* **Stated goal**: Exactly reproduce the line containing "target | bus headlight" together with every line after it, through the end of the entries, and give nothing more.

* **Given data**:
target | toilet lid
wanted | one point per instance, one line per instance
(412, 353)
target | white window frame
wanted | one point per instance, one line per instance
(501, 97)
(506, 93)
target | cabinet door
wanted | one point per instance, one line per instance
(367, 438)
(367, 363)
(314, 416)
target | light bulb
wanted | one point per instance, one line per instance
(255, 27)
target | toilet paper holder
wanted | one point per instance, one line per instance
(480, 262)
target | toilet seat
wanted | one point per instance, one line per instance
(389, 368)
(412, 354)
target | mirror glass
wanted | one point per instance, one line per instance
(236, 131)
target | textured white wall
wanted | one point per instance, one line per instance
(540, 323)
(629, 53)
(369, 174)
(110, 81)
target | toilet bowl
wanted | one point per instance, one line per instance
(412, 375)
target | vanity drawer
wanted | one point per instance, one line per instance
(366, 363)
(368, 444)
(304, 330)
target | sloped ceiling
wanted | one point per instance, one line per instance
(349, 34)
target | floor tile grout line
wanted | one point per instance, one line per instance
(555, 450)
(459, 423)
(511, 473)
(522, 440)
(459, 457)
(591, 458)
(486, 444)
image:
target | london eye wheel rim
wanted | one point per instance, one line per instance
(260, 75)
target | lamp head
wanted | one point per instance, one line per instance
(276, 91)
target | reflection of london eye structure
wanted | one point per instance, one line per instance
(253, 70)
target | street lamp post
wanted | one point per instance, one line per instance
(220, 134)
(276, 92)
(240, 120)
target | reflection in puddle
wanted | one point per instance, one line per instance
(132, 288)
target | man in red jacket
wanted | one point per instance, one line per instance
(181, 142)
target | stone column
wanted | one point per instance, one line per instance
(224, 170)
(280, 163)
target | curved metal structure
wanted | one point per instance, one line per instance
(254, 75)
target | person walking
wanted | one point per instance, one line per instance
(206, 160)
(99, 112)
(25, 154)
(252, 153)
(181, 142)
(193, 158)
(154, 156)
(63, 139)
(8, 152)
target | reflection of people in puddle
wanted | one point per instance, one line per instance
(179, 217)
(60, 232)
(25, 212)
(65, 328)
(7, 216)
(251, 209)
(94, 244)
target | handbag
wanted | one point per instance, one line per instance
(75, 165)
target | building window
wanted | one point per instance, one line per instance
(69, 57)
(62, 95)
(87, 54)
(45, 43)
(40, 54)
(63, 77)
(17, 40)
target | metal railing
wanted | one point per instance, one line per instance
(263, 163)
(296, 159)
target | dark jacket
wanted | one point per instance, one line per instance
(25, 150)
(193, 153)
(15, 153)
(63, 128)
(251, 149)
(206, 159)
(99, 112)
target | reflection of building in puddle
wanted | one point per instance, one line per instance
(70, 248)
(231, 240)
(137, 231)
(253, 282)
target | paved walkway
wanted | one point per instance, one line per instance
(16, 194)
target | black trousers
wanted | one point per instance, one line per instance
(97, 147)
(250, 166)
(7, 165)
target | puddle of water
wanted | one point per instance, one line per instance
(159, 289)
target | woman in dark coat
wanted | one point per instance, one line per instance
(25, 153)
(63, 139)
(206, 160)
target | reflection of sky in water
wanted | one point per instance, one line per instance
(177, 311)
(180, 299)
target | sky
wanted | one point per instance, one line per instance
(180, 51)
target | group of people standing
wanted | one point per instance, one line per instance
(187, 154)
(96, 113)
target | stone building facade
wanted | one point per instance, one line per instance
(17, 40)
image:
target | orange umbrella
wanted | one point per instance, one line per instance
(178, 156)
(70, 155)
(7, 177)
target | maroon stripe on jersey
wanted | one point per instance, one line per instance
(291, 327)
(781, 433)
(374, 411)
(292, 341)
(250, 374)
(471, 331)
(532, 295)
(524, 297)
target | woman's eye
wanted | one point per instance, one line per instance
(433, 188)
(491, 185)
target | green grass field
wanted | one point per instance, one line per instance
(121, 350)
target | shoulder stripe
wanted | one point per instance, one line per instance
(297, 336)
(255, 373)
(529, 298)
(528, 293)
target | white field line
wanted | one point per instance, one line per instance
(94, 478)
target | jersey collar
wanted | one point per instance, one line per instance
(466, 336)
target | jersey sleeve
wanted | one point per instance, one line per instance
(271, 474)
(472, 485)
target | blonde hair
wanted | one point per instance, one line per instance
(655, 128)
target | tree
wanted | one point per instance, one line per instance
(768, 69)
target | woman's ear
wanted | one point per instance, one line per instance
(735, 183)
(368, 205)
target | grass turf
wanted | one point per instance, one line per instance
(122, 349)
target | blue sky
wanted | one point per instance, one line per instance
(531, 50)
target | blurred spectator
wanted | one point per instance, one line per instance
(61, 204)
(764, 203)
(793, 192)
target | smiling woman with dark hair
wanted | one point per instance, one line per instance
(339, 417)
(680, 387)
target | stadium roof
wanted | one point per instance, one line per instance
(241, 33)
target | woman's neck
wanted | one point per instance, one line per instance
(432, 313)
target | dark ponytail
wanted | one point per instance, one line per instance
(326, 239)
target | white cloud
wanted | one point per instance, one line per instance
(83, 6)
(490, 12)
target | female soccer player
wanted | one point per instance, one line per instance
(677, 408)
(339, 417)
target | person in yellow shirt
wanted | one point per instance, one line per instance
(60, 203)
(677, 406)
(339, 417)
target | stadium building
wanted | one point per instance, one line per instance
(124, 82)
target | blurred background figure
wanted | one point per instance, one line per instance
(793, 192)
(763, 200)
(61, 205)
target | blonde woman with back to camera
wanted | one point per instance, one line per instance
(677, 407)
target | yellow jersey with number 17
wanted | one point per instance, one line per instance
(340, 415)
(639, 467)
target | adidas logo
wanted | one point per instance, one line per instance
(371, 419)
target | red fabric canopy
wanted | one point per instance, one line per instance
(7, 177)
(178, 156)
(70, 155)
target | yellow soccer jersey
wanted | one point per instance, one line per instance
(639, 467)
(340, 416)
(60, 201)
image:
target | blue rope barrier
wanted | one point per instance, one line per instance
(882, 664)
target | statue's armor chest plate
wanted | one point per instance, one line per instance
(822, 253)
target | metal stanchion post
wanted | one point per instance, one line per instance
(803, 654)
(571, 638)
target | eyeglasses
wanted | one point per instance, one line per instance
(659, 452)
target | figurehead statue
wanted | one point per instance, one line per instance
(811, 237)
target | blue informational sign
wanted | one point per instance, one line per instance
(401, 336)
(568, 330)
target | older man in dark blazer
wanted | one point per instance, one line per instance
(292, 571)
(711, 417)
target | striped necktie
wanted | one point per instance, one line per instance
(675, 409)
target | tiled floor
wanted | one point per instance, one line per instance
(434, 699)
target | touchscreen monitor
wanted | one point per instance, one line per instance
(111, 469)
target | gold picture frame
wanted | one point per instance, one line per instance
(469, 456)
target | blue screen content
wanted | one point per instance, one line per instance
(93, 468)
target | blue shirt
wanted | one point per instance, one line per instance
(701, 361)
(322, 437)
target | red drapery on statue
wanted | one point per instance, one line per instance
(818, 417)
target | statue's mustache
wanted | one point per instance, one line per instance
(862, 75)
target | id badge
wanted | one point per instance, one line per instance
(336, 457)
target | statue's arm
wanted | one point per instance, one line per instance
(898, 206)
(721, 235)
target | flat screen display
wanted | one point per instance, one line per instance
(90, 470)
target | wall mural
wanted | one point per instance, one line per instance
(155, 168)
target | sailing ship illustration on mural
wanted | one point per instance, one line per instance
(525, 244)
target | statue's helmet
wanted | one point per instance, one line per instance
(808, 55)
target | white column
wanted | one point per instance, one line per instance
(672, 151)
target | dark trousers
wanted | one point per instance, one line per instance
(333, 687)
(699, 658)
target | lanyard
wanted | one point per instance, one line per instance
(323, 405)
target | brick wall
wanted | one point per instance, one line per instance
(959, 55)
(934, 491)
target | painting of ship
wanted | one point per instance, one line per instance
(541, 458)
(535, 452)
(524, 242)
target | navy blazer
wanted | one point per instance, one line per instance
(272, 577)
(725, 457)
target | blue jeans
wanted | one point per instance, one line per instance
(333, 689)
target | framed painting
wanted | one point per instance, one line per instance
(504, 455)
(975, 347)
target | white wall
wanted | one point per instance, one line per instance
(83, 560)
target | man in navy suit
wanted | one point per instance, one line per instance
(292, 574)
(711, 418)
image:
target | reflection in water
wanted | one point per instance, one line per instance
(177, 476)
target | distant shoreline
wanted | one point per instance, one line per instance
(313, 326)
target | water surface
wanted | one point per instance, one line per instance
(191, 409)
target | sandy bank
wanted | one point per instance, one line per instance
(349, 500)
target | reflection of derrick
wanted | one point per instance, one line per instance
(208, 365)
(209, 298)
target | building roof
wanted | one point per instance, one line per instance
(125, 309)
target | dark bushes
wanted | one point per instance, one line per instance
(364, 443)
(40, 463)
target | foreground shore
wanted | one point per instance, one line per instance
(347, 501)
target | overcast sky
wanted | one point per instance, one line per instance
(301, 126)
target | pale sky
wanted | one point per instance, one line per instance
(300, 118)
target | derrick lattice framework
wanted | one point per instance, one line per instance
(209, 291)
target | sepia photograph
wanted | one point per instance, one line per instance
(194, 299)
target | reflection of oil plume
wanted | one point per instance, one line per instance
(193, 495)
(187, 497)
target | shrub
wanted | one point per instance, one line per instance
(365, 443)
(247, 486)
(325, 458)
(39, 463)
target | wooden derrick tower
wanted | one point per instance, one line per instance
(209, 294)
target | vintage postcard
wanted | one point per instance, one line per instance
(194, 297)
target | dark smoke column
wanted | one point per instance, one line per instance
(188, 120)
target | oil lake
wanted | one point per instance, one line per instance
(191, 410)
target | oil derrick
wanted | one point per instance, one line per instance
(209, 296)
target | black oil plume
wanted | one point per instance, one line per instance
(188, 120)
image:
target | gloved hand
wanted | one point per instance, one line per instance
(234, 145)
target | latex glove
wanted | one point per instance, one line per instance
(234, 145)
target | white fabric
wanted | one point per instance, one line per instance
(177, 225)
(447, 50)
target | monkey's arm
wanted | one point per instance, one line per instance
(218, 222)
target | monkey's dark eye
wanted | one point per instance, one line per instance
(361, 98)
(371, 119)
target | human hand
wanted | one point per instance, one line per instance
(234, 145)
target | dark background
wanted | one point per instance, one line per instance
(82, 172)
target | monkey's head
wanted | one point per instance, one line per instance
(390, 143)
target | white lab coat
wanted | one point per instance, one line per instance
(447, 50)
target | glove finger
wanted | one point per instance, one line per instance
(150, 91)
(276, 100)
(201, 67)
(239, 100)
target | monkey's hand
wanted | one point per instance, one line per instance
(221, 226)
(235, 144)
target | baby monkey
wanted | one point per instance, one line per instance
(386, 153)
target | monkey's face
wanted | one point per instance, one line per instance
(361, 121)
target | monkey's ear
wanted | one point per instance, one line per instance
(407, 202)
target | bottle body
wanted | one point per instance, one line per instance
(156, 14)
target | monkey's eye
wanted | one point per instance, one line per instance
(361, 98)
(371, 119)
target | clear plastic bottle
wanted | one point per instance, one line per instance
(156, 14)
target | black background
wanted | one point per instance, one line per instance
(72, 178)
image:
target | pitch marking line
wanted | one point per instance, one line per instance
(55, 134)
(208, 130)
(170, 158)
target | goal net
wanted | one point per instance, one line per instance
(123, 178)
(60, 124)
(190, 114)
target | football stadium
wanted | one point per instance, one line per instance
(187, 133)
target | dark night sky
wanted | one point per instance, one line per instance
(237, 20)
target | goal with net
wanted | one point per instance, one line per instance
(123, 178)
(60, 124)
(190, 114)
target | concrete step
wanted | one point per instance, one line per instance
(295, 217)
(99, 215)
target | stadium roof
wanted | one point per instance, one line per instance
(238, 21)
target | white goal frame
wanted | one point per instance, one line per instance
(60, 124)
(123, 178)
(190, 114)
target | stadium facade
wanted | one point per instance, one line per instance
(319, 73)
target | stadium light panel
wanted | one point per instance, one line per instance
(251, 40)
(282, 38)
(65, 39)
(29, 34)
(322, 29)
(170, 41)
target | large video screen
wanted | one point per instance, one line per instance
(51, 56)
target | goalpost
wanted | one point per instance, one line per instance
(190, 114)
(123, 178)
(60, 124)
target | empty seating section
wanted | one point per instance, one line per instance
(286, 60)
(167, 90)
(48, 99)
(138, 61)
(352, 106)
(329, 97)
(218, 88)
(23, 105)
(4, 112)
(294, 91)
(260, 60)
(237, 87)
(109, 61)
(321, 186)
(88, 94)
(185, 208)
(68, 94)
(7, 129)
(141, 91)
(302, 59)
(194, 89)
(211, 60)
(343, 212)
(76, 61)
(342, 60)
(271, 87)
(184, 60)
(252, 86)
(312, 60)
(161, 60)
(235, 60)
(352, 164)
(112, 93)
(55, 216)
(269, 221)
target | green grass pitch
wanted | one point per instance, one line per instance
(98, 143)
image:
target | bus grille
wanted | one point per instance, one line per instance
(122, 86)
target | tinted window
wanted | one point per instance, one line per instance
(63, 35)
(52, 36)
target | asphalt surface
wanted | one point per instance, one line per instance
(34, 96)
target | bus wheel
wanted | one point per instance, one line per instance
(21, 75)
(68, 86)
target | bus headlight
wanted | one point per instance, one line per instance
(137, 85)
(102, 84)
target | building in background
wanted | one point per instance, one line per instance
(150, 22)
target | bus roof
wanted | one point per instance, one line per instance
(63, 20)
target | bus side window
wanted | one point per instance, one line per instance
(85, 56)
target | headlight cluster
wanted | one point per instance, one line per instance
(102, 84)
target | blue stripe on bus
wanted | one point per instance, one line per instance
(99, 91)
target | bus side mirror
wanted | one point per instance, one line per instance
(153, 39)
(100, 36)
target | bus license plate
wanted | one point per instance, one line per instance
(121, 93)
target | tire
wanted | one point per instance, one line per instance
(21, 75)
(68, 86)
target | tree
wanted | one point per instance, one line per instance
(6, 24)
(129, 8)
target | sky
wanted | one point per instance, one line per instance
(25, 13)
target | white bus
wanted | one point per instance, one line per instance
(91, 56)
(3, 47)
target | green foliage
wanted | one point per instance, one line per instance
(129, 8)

* **Final answer**:
target | bus headlight
wanted | one point per instance, one line per instance
(137, 85)
(102, 84)
target | building in background
wanted | one point per instance, one line per instance
(150, 22)
target | bus roof
wanted | one point per instance, one line per instance
(63, 20)
target | bus side window
wanted | one point per instance, one line per instance
(85, 56)
target | headlight cluster
wanted | one point per instance, one line per instance
(102, 84)
target | blue stripe on bus
wanted | one point per instance, one line per instance
(99, 91)
target | bus side mirror
wanted | one point per instance, one line per instance
(153, 39)
(100, 36)
target | bus license plate
wanted | one point per instance, one line per instance
(121, 93)
target | tire
wanted | one point per instance, one line per instance
(21, 75)
(68, 86)
target | tree
wanted | one point per instance, one line per instance
(6, 24)
(129, 8)
target | sky
wanted | one point per instance, one line per instance
(25, 13)
target | white bus
wanted | one point per instance, one line per instance
(91, 56)
(3, 47)
target | green foliage
wanted | one point per instance, one line per instance
(129, 8)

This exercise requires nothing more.